(Entries from a pointing dataset)
□ □ □ □ □
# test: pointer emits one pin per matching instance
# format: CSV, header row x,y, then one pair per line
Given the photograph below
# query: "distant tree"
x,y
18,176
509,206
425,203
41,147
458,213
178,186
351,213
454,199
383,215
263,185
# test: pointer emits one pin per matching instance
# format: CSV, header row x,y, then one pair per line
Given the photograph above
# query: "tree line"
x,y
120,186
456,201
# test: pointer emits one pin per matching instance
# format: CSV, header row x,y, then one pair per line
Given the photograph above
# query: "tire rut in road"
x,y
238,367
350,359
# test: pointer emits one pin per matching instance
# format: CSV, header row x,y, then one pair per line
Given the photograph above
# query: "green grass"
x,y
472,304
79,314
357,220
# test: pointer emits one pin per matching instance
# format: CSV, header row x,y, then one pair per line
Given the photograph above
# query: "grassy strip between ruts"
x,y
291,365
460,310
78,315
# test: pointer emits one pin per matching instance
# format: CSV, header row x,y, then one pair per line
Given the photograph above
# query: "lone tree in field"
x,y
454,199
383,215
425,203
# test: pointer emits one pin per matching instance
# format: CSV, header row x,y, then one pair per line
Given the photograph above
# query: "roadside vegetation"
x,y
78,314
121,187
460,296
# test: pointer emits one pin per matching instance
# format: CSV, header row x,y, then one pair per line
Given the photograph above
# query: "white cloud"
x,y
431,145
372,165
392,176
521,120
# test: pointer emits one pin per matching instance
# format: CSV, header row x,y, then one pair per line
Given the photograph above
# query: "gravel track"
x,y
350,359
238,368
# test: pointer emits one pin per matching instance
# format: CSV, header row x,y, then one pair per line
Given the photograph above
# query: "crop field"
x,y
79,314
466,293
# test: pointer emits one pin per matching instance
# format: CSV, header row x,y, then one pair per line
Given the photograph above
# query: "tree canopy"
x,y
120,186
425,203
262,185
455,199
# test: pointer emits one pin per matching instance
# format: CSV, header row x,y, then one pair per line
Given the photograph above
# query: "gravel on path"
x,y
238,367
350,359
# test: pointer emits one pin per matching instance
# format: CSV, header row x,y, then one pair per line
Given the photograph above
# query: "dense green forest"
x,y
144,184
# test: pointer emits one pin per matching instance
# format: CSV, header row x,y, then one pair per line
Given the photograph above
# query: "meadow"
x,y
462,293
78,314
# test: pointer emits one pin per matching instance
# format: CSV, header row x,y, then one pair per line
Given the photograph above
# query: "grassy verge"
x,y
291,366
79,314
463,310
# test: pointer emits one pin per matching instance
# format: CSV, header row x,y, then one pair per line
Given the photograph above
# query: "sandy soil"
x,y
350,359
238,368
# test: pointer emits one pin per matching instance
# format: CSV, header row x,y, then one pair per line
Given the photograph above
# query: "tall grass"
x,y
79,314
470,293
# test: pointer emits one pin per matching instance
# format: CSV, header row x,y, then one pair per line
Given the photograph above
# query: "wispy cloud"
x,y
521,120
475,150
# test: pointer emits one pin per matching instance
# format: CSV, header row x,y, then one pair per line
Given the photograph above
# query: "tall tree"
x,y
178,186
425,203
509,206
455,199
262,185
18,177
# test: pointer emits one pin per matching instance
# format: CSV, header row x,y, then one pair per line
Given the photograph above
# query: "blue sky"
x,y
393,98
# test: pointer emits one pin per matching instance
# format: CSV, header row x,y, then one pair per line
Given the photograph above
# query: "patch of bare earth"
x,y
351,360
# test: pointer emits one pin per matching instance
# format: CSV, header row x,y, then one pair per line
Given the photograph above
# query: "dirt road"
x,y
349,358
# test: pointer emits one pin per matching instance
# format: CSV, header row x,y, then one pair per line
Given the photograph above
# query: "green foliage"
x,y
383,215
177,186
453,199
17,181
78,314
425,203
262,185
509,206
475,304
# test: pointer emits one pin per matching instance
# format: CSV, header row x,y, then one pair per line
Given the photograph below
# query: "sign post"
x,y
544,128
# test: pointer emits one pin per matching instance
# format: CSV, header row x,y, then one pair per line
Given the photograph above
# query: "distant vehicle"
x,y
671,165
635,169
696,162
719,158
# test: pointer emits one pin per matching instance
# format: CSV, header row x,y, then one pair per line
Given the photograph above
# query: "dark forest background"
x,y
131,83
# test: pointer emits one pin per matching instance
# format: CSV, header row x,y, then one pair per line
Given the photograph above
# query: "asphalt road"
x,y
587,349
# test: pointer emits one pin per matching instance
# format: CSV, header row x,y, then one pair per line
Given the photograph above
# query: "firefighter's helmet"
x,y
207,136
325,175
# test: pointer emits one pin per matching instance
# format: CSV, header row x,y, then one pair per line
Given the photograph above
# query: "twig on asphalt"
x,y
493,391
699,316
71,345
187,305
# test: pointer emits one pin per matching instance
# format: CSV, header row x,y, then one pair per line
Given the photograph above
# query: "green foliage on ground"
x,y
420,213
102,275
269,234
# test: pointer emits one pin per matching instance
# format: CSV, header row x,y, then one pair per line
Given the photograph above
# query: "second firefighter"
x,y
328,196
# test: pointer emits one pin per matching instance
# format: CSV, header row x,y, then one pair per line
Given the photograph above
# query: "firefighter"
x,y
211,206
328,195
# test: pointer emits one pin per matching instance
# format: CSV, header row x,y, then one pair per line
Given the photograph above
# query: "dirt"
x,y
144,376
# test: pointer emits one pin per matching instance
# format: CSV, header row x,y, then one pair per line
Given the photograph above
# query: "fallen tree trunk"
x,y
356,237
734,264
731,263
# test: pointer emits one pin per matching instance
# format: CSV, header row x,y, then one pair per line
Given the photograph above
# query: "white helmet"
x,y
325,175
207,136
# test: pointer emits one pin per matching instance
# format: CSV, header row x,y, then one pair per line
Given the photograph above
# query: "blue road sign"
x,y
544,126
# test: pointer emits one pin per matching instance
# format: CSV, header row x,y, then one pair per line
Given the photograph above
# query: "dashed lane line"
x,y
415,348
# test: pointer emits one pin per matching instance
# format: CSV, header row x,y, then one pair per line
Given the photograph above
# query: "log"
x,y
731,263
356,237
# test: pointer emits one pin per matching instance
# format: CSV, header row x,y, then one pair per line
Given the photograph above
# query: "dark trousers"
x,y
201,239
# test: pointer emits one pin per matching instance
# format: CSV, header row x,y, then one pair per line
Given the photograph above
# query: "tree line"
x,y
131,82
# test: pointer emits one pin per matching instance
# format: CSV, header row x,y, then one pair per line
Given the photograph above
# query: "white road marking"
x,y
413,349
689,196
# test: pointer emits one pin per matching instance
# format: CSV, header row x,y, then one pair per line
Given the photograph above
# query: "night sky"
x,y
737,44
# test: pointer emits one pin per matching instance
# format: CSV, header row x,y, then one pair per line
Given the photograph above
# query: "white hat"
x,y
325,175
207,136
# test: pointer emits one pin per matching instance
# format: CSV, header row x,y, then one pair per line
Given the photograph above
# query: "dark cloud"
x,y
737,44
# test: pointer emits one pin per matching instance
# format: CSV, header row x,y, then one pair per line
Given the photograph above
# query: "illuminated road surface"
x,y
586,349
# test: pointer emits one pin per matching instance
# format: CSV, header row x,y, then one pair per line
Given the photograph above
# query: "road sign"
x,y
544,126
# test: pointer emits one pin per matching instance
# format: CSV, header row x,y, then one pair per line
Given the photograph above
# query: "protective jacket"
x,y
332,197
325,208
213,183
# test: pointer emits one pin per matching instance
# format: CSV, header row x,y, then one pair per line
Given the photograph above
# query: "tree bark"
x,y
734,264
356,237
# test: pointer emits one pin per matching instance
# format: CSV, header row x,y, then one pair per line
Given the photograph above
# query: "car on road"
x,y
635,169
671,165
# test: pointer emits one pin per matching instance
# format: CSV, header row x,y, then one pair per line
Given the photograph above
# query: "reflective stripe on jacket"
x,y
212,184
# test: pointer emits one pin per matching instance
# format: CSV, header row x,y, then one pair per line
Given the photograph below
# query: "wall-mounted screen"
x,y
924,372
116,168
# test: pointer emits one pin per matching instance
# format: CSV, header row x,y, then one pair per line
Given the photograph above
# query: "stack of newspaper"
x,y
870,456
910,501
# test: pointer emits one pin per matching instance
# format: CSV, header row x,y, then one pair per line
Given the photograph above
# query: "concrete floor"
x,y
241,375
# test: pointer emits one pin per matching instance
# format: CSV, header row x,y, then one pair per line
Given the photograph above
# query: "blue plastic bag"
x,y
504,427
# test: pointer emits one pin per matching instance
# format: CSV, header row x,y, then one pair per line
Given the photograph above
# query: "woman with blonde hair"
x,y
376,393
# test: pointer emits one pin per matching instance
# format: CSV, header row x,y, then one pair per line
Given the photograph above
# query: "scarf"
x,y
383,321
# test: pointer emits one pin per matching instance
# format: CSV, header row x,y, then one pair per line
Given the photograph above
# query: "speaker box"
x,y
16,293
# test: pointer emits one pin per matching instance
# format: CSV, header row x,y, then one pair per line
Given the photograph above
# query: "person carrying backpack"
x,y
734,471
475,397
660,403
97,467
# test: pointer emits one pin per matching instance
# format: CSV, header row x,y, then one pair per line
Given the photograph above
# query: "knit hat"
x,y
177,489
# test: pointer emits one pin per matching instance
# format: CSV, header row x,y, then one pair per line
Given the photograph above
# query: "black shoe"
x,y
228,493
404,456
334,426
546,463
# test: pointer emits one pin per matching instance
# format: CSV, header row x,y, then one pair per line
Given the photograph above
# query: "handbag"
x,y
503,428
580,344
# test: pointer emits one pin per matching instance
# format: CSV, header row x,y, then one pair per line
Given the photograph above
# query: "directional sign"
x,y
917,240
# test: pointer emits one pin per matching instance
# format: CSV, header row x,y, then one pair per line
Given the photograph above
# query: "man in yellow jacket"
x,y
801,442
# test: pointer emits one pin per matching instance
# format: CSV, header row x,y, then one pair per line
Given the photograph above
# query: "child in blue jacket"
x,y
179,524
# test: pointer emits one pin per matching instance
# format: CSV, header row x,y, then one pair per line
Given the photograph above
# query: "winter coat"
□ □ □ □ □
▸ **SET TASK**
Please return each line of the entries above that contains the word "grassy".

▸ **RESPONSE TO THIS TASK**
# query: "grassy strip between ruts"
# query: "grassy verge"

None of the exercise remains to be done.